LESETEXT ::
Kapitel 12: Exkursionen in andere Bereiche


 

Es musste mal wieder etwas Neues sein. Peggy und ich wollten ins Radio. Der Lokalfunk, der noch gar nicht erfunden war, sollte aus der Wiege gehoben werden. Dazu brauchte es tatkräftige und willige Mitarbeiter. Wir nahmen teil an der Radiowerkstatt in Wuppertal, organisiert vom Deutschen Paritätischen Wohlfahrtsverband. Wir betätigten uns als Journalisten und eine schöne Radio-Sendung wurde zusammengestellt mit einem Beitrag aus dem Wuppertaler Zoo von Peggy und mir.

 

Außerdem schrieb ich ja noch nebenbei und wollte auch damit auf den Markt. Ich fand einen Schriftstellerzusammenschluss, den Bundesverband junger Autoren, den BVJA, und mischte dort am Anfang kräftig mit. Später wurde mir das alles zu viel und ich blieb in dem Verein und unterstütze ihn bis heute mit Mitgliedsspenden oder Beiträgen. Mir ging es ja auch um die neuesten Ausschreibungen zu Wettbewerben, Stipendien und Weiterbildungen, also nur um die aktuellen Infos.

VORLIEGENDE AUFLISTUNG ::
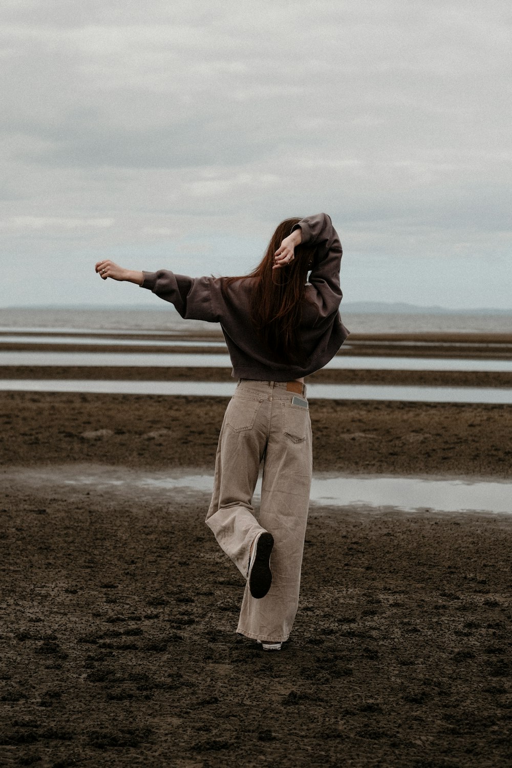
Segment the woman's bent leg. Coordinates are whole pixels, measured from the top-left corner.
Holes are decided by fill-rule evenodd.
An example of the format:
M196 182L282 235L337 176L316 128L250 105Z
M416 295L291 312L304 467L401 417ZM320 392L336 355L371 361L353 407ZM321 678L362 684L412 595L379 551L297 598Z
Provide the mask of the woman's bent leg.
M250 545L263 530L254 517L253 495L265 450L268 406L263 399L239 394L230 402L219 436L213 494L206 519L244 578Z
M309 412L290 410L290 400L272 403L264 459L259 522L274 538L272 586L260 600L255 600L246 588L237 629L248 637L263 641L287 640L299 605L312 477L312 434Z

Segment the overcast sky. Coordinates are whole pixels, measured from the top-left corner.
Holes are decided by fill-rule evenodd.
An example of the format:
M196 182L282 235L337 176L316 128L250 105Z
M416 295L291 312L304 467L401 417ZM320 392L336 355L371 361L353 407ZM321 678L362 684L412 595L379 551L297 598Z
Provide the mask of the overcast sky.
M512 307L510 0L2 0L2 306L329 213L346 302Z

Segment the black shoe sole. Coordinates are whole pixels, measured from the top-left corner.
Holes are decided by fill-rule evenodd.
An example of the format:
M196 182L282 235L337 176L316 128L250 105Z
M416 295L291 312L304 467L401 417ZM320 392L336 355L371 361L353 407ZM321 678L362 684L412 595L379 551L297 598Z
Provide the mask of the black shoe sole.
M255 545L256 551L249 572L249 591L256 599L264 598L270 589L270 554L273 545L274 538L271 533L263 533Z

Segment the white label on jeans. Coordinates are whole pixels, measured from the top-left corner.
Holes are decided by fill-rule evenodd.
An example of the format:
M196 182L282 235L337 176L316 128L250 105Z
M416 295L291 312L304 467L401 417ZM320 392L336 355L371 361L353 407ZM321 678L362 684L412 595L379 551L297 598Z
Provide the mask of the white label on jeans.
M299 408L307 408L308 407L308 401L307 400L302 400L302 397L297 397L296 396L294 396L292 398L292 406L299 406Z

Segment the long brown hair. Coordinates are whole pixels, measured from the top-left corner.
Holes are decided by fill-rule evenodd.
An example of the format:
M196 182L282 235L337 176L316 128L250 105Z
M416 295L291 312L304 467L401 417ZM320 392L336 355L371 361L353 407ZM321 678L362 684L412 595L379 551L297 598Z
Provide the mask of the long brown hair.
M306 299L305 285L311 269L314 247L299 245L295 259L286 266L273 270L274 253L292 232L299 218L285 219L276 229L259 264L248 275L223 278L226 286L236 280L253 278L250 316L260 340L276 362L299 364L303 356L299 348L298 329Z

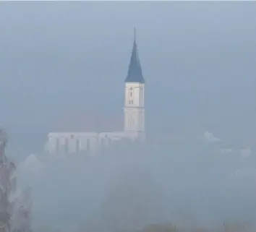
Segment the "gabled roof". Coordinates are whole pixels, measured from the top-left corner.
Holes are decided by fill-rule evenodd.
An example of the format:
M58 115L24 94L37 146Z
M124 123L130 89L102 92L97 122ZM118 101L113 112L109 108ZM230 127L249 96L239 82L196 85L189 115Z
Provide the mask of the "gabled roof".
M131 56L131 60L129 65L127 77L125 82L145 83L142 76L140 62L138 56L137 46L136 43L136 30L135 28L135 40Z

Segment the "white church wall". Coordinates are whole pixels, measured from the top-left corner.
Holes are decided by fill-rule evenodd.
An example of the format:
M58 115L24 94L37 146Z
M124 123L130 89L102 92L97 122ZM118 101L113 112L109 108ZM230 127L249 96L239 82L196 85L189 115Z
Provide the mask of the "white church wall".
M125 83L125 107L144 107L145 85L136 82Z

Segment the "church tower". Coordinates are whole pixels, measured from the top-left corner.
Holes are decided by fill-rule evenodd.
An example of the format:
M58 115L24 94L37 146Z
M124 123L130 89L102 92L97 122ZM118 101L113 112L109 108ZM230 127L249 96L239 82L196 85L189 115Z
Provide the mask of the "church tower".
M138 56L136 30L124 87L124 132L135 140L145 139L145 80Z

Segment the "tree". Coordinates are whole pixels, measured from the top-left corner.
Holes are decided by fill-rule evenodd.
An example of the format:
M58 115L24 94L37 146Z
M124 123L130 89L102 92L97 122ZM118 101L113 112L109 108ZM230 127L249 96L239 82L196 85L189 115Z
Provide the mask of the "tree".
M5 154L6 132L0 129L0 232L30 232L30 191L17 192L16 166Z
M5 155L7 143L6 132L0 129L0 231L11 231L10 219L12 212L12 197L16 190L14 171L16 166Z

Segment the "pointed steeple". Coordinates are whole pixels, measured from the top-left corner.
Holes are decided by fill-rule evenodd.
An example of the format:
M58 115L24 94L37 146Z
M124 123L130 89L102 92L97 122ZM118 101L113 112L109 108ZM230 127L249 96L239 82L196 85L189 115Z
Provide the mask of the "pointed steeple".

AUFGABE :: Zitieren Sie den Lesetext vollständig und Wort für Wort. Die Auflistung wird hier nicht benötigt.

LÖSUNG ::
Kapitel 12: Exkursionen in andere Bereiche


 

Es musste mal wieder etwas Neues sein. Peggy und ich wollten ins Radio. Der Lokalfunk, der noch gar nicht erfunden war, sollte aus der Wiege gehoben werden. Dazu brauchte es tatkräftige und willige Mitarbeiter. Wir nahmen teil an der Radiowerkstatt in Wuppertal, organisiert vom Deutschen Paritätischen Wohlfahrtsverband. Wir betätigten uns als Journalisten und eine schöne Radio-Sendung wurde zusammengestellt mit einem Beitrag aus dem Wuppertaler Zoo von Peggy und mir.

 

Außerdem schrieb ich ja noch nebenbei und wollte auch damit auf den Markt. Ich fand einen Schriftstellerzusammenschluss, den Bundesverband junger Autoren, den BVJA, und mischte dort am Anfang kräftig mit. Später wurde mir das alles zu viel und ich blieb in dem Verein und unterstütze ihn bis heute mit Mitgliedsspenden oder Beiträgen. Mir ging es ja auch um die neuesten Ausschreibungen zu Wettbewerben, Stipendien und Weiterbildungen, also nur um die aktuellen Infos.